| DIE AUFGABE |
Gib aus dem Forumsthread über Meerforellenfänge den Abschnitt wortgetreu wieder, der mit „## angeliter (4.“ beginnt und mit „eher mangelware ...“ endet.

| AUSGANGSTEXT |
....................
Köder waren übrigens ein 28g Spöket in sehr dunklen Farben und ein Hansen Dart in Firetiger.
Petri


----------



## Nordangler (4. Oktober 2006)

*AW: Meerforellenfänge Oktober 2006*

Jungs ich gratuliere euch zu euren Fängen. So bringt das lesen Spaß.
angeliter was ziehste hier auch wech?

Sven


----------



## angeliter (4. Oktober 2006)

*AW: Meerforellenfänge Oktober 2006*

weiss auch nich, sven. das übliche eben – ausbildung, arbeit etc. ... bin ja aber nicht ganz weg, es gibt da noch n elternhaus bei schleswig! und bin immer noch im asv schleswig. :g immerhin gibt's hier um berlin dafür allerfeinste hechtseen, die sind in angeln ja eher mangelware ...

wie sieht's eigentlich an der treene aus? war da früher auch n paar mal, scheint mir aber eher still geworden zu sein um das frühere (?) mefo-spitzengewässer.


----------



## Rausreißer (4. Oktober 2006)

*AW: Meerforellenfänge Oktober 2006*



Medo schrieb:


> nun beginnt ja ersteinmal langsam der aufstieg und wir wollen hoffen, dass so viele fische wie möglich die tage mit dem erhöhten wasserständen in den bächen nutzen um ablaichen zu können.
> 
> und nur die silbernen zählen #h



Hmm, seit August (bei dem Regen) sind schon einige Meerforellen aufgestiegen
und fressen die Äschen weg.
....................
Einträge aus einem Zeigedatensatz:
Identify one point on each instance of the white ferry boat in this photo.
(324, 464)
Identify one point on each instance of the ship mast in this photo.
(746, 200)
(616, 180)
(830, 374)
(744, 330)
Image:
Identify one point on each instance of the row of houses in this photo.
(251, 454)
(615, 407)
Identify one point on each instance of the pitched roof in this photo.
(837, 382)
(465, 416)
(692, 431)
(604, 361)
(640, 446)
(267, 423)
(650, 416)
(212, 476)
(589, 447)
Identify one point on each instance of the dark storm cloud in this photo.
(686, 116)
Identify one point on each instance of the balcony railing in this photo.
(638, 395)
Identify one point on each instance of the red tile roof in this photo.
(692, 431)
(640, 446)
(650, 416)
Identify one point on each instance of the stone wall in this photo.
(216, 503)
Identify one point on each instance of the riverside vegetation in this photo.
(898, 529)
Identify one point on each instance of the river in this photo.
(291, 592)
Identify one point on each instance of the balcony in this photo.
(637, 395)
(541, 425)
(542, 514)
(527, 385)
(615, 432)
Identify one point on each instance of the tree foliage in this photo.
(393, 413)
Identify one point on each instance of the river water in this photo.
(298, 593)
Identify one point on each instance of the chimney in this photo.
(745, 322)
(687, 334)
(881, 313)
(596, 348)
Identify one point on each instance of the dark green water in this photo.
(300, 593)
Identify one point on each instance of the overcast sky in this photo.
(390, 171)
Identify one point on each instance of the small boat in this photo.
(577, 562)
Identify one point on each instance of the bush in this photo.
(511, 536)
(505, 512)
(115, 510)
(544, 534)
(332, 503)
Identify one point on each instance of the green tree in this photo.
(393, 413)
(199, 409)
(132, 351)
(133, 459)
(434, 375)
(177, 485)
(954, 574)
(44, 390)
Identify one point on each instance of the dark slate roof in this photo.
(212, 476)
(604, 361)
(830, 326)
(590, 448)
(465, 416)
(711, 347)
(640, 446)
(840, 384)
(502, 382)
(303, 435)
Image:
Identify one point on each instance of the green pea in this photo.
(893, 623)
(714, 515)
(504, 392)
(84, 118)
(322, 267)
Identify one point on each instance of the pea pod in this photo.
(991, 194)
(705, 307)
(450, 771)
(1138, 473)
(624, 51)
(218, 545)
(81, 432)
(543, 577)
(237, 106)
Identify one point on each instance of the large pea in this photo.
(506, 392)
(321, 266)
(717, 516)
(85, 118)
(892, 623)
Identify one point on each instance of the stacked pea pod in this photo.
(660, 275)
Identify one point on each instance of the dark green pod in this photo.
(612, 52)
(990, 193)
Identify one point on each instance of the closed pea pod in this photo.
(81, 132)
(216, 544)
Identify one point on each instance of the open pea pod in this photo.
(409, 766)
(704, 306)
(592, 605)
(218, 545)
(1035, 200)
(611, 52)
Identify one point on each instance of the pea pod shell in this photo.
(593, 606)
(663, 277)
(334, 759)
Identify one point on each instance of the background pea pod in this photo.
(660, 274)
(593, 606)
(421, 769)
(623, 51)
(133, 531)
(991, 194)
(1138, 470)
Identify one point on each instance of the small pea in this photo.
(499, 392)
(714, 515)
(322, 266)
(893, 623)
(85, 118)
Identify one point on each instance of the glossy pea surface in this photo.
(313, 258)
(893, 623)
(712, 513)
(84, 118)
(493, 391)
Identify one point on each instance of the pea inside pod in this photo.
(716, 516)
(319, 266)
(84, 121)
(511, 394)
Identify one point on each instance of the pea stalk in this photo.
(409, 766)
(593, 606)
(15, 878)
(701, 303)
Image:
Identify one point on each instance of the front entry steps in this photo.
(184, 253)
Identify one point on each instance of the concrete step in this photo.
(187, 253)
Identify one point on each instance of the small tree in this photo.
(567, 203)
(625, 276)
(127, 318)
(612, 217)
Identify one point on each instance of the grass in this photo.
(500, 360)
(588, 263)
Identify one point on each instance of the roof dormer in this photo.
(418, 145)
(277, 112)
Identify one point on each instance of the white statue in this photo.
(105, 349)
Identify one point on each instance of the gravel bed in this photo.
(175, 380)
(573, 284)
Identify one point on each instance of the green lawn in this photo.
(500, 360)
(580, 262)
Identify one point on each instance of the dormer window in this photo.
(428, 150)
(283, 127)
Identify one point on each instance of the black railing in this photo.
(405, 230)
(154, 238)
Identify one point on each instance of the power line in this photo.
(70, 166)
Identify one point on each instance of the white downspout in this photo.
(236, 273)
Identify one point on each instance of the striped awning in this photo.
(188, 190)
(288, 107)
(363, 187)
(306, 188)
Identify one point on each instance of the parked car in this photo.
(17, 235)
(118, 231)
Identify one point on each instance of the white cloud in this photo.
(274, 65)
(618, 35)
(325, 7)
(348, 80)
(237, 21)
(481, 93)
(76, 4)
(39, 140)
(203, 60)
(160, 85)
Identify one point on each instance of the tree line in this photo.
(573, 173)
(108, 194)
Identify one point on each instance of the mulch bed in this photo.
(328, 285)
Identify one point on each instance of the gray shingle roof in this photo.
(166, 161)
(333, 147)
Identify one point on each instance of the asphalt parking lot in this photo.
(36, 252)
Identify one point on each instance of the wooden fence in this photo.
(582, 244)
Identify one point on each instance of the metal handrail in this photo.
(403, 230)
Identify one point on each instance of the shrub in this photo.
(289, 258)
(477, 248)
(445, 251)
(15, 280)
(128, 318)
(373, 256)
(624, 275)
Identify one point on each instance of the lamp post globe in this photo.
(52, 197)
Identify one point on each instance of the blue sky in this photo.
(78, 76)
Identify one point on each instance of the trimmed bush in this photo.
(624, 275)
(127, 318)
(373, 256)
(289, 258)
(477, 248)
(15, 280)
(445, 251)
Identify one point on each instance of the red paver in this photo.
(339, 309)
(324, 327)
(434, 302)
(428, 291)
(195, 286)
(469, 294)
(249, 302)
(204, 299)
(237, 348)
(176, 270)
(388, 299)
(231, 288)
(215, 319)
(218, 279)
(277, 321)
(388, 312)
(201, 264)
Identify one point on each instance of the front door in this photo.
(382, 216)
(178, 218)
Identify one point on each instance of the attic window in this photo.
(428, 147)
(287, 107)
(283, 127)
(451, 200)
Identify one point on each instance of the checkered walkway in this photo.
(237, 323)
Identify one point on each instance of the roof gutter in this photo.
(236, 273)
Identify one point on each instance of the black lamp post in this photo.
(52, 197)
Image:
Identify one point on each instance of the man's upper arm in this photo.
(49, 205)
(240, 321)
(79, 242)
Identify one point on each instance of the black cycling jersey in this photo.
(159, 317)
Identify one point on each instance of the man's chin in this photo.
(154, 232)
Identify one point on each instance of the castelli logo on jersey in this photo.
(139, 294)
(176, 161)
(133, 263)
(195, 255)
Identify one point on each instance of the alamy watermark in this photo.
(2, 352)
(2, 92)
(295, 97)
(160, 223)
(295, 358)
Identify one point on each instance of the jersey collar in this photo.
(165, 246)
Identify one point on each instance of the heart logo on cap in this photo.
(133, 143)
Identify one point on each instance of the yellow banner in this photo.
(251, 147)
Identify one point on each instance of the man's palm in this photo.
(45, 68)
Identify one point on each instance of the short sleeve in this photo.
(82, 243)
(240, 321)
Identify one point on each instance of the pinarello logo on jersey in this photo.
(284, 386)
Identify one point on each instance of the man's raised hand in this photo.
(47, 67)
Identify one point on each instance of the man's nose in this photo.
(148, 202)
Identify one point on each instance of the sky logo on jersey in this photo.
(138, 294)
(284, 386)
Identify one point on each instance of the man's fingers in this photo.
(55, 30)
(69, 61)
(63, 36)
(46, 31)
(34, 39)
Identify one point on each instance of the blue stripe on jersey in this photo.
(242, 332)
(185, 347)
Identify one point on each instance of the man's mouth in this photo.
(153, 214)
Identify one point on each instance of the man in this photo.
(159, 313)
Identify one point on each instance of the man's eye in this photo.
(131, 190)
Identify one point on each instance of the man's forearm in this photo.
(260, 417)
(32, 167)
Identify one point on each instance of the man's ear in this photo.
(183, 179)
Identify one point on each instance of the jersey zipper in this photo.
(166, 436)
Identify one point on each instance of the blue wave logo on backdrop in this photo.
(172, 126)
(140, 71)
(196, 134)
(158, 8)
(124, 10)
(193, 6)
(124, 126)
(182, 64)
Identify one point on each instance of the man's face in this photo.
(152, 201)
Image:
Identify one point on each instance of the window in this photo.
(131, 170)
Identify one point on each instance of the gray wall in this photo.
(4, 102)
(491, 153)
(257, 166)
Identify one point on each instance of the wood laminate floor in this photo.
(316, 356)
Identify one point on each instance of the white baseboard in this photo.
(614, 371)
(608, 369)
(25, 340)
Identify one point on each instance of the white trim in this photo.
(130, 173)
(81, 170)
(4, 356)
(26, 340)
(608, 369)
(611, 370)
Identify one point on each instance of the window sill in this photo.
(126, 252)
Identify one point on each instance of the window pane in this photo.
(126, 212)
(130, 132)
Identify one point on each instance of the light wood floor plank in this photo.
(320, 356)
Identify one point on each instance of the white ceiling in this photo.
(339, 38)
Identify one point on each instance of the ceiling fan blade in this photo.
....................
| MUSTERLÖSUNG |
## angeliter (4. Oktober 2006)

*AW: Meerforellenfänge Oktober 2006*

weiss auch nich, sven. das übliche eben – ausbildung, arbeit etc. ... bin ja aber nicht ganz weg, es gibt da noch n elternhaus bei schleswig! und bin immer noch im asv schleswig. :g immerhin gibt's hier um berlin dafür allerfeinste hechtseen, die sind in angeln ja eher mangelware ...